• _Text excerpt_
%%

Artist's Statement
I work almost exclusively with wood, a medium that offers enormous opportunities for artistic expression. Possibilities range from graceful objects of practical utility to abstract forms expressing movement, color, or mood. After a long career in clinical medicine, I began my formal training in craft by learning to build traditional small wooden boats at the Northwest School of Wooden Boat Building. Part of the curriculum included the making of tools essential to boat building that included basic and specialized mallets, wood planes and bevel gauges. From that point, I began to make some imaginative parodies of those tools in a growing collection that I call my Useless Tools. After learning wood turning, I've used the lathe to make graceful and useful items such as bowls, platters and goblets that emphasize the natural color and grain of fine hardwoods or that reveal shape through painted and carved surfaces.
My current primary creative interest is in combining wood turning and wood sculpture with found objects. Here I can combine fascinating found items (such as carved wooden figures that I've collected over a number of decades, unusual small antique tools, metal pieces from an antique Meccano set, boat yard scraps and wood elements of my own creation) into small sculptures that may suggest a story or may simply delight in themselves. I often title these works with the first line of the story that they suggest to me but leave it to the viewer to complete that story in her or his own mind. In that fashion, it is my hope that viewers will develop a deeper and hopefully evolving relationship with the work.
Through all of these pursuits, my goals are to find novel perspectives by combining new and old objects, to explore the natural beauty of wood, and to say something about the joy of creativity. I try to do it all with a touch of humor. I strongly believe that art should put a smile on the face of both the creator and the beholder.
Another section of this website is entitled Carmelita Stories. In it I share an entirely different but equally engaging interest -- bedtime stories written for my grandchildren and inspired by a wonderful work by a Philadelphia based found-art sculptress named Linda Lou Horn. The work is titled "Minnie, Mannie, and Moe Lost Again!". It features an imaginative but originally unnamed camel who we have named "Carmelita". The stories are a staple of overnight visits to Grandma and Grandpa and are intended not just to entertain but to encourage our grandchildren (or anyone) to imagine.
The most recent addition to this website is a collection of short essays that I have written about woodturning and the crafts in general. They are all essays originally written for the monthly newsletter of The Chesapeake Woodturners, The Final Cut. They are selected for sharing here because I think that they are of broader interest and reflect my sometimes iconoclastic views about the state of contemporary craft.

%%

• _Problem requirements_
List every kind of found item that the artist's statement says is combined into small sculptures. The lines after this have nothing to do with the artist's statement.

• _Information provided_
%%

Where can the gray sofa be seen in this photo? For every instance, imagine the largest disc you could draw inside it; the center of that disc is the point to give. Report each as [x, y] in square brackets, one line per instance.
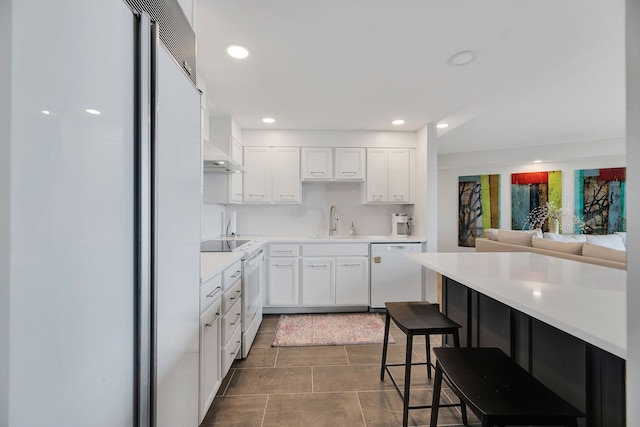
[508, 241]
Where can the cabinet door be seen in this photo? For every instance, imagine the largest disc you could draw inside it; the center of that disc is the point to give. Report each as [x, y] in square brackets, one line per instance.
[210, 363]
[377, 175]
[235, 179]
[349, 164]
[256, 180]
[286, 175]
[282, 284]
[318, 281]
[352, 280]
[399, 175]
[317, 164]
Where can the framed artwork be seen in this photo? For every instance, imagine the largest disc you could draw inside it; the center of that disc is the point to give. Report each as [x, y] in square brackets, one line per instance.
[600, 200]
[478, 207]
[533, 190]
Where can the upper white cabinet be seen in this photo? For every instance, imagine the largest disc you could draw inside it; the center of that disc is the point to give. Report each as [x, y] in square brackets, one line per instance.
[338, 164]
[273, 175]
[317, 164]
[390, 175]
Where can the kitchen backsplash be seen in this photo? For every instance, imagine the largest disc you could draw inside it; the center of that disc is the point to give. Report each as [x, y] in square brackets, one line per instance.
[309, 218]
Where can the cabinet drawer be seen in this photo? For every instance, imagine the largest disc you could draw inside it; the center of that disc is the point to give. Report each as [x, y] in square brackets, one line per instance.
[231, 296]
[231, 321]
[230, 351]
[231, 275]
[283, 250]
[336, 249]
[209, 290]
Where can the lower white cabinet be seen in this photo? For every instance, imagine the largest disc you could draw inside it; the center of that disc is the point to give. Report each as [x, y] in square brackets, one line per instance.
[318, 281]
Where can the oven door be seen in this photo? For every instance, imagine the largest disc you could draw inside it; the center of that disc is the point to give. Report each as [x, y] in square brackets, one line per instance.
[252, 271]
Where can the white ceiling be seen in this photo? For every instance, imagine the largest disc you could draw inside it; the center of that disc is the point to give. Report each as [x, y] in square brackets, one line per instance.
[546, 71]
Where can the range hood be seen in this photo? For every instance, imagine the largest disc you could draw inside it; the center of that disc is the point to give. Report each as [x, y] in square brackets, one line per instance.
[215, 160]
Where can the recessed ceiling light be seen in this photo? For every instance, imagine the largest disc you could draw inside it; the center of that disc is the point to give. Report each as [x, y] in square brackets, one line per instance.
[462, 58]
[237, 51]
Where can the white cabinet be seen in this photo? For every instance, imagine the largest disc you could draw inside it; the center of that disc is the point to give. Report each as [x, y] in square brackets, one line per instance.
[349, 164]
[333, 164]
[317, 164]
[286, 174]
[318, 281]
[273, 175]
[390, 175]
[210, 335]
[352, 280]
[257, 164]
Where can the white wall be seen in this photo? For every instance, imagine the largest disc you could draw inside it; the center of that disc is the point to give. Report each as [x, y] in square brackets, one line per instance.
[633, 210]
[571, 157]
[5, 164]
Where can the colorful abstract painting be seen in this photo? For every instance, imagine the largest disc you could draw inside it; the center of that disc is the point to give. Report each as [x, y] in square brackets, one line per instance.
[531, 190]
[478, 207]
[600, 200]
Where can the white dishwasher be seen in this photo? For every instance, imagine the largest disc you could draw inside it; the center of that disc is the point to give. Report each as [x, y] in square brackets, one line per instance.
[394, 277]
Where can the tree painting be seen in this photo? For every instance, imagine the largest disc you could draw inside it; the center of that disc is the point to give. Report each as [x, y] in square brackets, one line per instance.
[600, 200]
[533, 190]
[478, 207]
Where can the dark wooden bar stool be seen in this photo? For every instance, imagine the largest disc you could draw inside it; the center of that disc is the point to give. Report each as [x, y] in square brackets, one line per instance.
[498, 390]
[416, 318]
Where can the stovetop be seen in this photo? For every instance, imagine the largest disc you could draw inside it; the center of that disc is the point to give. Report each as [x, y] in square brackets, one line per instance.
[221, 245]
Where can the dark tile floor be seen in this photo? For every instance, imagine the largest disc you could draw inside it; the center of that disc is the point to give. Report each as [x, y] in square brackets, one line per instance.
[323, 386]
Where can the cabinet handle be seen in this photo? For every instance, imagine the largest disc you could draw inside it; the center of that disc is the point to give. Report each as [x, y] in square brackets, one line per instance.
[211, 322]
[213, 292]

%%

• _Response to the exercise_
- Carved wooden figures collected over a number of decades
- Unusual small antique tools
- Metal pieces from an antique Meccano set
- Boat yard scraps
- Wood elements of the artist's own creation